▶ **Activity 1**:
In the women's health curriculum abstract, how many students completed the curriculum?
▶ **Activity 2**:
Extend the women's health curriculum abstract, starting right after its last sentence.

▶ **Passage for review**:
>>
Web-based Curriculum

A Practical and Effective Strategy for Teaching Women's Health


  • There are no conflicts of interest by the authors.

  • This work was presented in part as an innovation in medical education at the 25th Annual SGIM Meeting, Atlanta, GA, 2002 and as two scientific posters at the 26th Annual SGIM Meeting, Vancouver, British Columbia, 2003.

Address correspondence and requests for reprints to Dr. Zebrack: Medical College of Wisconsin, Zablocki Veterans Affairs, 5000 W. National Avenue, Milwaukee, WI 53295 (e-mail: jjzebrack@aol.com).


Objective: To address the need for women's health education by designing, implementing, and evaluating a self-study, web-based women's health curriculum.

Design: Cohort of students enrolled in the ambulatory portion of the medicine clerkship with comparison group of students who had not yet completed this rotation.

Participants/Setting: Third- and fourth-year medical students on the required medicine clerkship (115 students completed the curriculum; 158 completed patient-related logs).

Intervention: Following an extensive needs assessment and formulation of competencies and objectives, we developed a web-based women's health curriculum completed during the ambulatory portion of the medicine clerkship. The modules were case based and included web links, references, and immediate feedback on posttesting. We discuss technical issues with implementation and maintenance.
<<
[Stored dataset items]
>>
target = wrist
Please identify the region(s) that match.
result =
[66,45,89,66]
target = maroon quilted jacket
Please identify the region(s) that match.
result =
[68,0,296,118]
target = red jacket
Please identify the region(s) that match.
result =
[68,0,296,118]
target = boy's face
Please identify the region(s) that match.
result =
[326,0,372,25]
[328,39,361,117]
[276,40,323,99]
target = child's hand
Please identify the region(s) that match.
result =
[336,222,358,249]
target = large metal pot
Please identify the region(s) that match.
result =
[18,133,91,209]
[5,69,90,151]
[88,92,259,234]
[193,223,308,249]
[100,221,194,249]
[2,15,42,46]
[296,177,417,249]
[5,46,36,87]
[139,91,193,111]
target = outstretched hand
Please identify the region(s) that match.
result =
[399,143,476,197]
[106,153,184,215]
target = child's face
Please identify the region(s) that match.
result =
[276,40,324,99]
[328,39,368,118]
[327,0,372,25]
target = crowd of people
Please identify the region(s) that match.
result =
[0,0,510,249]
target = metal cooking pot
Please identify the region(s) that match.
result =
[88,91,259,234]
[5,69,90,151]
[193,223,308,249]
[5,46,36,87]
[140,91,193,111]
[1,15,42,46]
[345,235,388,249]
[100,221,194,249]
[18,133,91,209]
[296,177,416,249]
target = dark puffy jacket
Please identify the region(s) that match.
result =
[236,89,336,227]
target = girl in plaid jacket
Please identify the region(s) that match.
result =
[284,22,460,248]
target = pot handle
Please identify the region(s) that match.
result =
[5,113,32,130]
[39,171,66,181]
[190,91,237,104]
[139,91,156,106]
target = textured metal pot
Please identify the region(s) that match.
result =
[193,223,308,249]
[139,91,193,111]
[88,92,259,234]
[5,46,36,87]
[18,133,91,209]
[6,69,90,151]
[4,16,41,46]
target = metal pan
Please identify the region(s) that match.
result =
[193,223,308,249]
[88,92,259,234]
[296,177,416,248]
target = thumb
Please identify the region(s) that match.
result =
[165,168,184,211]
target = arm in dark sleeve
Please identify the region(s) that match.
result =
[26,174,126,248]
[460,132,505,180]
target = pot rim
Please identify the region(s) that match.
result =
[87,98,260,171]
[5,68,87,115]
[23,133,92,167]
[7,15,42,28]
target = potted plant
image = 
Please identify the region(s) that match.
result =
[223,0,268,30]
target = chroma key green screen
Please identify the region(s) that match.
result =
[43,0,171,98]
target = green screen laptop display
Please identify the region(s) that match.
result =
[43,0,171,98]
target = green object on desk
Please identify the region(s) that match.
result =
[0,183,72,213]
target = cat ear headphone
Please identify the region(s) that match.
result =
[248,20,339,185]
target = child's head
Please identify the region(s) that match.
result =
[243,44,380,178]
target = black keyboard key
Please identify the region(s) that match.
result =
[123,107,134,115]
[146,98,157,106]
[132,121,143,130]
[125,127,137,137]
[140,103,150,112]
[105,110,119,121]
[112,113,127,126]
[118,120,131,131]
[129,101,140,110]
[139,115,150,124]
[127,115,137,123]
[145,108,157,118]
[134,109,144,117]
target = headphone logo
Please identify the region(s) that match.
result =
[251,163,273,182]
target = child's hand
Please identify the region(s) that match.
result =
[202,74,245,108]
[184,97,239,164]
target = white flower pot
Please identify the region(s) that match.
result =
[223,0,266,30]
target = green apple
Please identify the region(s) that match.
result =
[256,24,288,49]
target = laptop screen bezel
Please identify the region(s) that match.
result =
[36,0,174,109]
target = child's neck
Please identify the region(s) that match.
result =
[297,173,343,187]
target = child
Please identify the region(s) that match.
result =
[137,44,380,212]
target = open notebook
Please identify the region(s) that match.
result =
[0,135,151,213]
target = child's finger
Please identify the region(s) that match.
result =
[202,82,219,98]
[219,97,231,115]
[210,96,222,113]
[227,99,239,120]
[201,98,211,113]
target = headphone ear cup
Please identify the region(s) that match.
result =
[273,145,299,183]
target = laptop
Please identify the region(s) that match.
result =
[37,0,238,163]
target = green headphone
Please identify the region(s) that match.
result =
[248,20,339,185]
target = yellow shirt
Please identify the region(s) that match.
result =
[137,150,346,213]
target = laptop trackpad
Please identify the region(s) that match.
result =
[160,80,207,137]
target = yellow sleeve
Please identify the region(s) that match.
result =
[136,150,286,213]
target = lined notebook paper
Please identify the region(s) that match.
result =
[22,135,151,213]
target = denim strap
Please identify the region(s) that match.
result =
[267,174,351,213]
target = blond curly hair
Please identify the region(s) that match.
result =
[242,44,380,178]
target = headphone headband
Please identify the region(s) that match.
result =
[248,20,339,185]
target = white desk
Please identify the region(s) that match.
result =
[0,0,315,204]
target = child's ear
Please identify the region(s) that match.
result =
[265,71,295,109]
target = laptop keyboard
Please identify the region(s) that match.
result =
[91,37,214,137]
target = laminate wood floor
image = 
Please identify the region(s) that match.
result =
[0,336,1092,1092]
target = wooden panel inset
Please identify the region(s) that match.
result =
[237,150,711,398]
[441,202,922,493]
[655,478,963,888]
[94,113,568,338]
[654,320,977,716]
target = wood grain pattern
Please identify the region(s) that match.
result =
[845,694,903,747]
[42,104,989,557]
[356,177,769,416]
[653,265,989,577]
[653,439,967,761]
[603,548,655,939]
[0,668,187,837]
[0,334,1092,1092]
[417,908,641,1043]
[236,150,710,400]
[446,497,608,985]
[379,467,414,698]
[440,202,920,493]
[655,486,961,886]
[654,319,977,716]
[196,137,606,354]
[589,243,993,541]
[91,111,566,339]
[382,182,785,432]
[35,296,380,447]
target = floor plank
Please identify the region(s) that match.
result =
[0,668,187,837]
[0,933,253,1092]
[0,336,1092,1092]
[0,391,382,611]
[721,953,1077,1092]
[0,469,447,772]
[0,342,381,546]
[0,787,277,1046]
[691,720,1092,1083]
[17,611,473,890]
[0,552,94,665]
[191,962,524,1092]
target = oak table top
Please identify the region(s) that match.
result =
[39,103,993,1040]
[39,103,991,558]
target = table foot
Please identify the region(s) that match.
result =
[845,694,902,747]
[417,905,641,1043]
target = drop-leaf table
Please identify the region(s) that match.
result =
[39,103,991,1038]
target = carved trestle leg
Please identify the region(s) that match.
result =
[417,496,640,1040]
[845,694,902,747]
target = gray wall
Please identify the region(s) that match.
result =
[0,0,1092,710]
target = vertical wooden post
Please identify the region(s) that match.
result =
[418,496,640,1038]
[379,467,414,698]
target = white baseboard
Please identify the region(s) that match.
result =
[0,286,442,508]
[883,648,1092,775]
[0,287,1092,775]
<<
>>
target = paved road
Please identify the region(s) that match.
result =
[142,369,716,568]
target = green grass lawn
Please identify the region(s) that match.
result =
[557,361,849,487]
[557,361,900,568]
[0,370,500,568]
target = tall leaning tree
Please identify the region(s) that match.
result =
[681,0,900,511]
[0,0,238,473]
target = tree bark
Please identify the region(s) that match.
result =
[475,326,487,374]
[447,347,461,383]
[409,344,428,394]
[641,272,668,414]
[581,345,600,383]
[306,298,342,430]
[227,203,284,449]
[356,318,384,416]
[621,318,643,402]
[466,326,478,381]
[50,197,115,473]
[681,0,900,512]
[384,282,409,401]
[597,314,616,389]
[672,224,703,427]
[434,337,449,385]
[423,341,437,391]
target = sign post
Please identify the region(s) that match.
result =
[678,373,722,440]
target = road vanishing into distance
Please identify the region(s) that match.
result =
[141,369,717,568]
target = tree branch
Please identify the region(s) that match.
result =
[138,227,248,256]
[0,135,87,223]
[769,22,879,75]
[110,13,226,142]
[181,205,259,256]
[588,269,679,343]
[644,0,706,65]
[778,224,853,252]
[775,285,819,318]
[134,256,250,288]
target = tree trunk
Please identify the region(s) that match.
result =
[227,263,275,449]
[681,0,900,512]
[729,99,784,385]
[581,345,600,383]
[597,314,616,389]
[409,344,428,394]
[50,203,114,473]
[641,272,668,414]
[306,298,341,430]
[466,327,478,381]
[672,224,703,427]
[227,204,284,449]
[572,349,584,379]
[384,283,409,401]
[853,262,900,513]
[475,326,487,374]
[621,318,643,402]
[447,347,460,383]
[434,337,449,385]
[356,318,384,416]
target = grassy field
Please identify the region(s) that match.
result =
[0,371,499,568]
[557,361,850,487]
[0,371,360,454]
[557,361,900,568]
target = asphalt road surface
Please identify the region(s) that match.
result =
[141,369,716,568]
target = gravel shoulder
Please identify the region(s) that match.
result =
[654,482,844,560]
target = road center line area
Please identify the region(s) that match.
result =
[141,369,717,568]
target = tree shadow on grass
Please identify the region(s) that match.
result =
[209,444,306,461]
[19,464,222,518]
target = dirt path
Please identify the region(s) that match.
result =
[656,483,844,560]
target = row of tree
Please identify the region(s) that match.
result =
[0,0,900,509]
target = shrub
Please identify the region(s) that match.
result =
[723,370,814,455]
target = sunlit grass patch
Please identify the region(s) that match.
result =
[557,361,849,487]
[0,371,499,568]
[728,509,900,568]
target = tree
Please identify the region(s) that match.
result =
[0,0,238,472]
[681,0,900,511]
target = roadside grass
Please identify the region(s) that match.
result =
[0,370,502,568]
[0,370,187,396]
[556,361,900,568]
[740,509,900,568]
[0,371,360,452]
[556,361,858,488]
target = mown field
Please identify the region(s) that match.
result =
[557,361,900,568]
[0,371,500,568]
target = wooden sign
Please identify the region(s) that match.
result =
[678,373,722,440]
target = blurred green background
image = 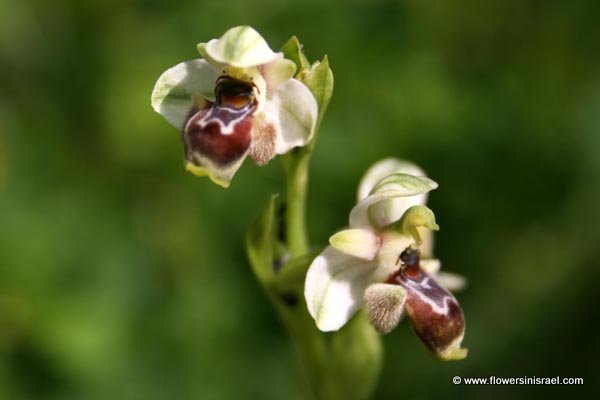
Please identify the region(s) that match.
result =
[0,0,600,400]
<<
>>
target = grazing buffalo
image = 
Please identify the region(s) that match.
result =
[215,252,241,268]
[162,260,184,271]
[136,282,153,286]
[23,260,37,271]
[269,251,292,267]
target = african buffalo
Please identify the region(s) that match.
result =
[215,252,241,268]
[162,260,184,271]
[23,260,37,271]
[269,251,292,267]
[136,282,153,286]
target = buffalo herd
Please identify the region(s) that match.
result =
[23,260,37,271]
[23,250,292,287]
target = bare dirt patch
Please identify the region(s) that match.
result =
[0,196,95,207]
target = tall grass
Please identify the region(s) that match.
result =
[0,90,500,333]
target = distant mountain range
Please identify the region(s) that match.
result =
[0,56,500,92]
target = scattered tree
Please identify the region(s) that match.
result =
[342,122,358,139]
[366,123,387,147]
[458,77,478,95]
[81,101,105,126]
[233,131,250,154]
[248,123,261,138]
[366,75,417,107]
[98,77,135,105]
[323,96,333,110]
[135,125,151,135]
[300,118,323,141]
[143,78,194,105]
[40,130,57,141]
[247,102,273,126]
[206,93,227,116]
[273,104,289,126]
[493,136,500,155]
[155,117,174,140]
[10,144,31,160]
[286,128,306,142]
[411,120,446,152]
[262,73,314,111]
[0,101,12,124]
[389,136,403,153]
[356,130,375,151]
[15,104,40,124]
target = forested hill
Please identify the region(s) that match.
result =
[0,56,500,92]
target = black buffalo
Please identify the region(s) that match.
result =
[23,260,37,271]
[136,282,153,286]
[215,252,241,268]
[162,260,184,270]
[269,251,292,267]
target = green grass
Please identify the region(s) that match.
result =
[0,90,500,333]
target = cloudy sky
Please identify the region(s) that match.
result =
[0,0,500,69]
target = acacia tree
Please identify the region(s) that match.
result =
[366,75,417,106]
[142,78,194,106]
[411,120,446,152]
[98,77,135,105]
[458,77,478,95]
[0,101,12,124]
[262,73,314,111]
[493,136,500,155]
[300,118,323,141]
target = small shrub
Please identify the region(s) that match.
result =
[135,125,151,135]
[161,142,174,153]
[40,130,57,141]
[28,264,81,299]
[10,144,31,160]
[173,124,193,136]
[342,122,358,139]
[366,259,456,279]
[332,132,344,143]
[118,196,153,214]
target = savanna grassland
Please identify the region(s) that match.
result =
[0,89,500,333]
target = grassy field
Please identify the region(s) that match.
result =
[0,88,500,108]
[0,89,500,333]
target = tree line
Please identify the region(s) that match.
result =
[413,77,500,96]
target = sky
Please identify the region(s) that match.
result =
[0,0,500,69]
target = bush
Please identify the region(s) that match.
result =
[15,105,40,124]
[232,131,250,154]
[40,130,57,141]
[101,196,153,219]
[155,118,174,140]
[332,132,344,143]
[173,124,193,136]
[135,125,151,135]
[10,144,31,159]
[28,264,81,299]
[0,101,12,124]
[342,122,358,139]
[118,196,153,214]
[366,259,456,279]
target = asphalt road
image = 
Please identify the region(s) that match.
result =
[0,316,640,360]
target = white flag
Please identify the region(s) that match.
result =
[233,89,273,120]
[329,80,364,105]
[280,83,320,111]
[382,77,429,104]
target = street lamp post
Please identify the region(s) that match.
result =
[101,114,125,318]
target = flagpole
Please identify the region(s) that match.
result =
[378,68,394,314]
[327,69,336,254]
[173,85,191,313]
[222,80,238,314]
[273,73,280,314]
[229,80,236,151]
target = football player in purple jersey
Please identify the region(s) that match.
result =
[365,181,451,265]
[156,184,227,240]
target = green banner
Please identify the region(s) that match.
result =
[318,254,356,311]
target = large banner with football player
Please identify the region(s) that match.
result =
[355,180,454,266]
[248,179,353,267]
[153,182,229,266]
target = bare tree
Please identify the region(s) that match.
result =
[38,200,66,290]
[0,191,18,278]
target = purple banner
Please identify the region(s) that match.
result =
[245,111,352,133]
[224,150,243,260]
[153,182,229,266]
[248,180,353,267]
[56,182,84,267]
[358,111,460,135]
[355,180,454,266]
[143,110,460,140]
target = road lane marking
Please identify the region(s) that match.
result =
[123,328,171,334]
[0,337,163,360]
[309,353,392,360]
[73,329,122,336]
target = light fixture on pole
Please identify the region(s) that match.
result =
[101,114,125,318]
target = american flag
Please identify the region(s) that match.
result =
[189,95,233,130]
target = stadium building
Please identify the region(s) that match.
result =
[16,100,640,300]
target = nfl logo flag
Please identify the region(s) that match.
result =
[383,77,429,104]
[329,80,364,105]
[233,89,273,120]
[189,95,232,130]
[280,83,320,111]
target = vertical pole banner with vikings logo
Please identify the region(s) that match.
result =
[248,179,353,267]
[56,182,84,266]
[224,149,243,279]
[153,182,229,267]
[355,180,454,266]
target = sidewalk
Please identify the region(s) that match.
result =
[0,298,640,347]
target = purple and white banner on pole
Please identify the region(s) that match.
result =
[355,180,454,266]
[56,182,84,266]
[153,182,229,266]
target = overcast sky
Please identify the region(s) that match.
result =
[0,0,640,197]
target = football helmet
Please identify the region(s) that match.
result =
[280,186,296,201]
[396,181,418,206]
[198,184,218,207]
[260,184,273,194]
<<
▶ **Exercise output 1**:
115 students completed the curriculum.

▶ **Exercise output 2**:
Measurements and Main Results: We evaluated this curriculum using anonymous questionnaires, open-ended narrative comments, online multiple-choice tests, and personal digital assistant (PDA) logs of patient-related discussions of women's health. Students completing the curriculum valued learning women's health, preferred this self-directed learning over lecture, scored highly on knowledge tests, and were involved in more and higher-level discussions of women's health with faculty (P<.001).

Conclusions: We present a model for the systematic design of a web-based women's health curriculum as part of a medicine clerkship. The web-based instruction resolved barriers associated with limited curriculum time and faculty availability, provided an accessible and standard curriculum, and met the needs of adult learners (with their motivation to learn topics they value and apply this knowledge in their daily work). We hypothesize that our web-based curriculum spurred students to later discuss these topics with faculty. Web-based learning may be particularly suited for women's health because of its multidisciplinary nature and need for vertical integration throughout medical school curricula.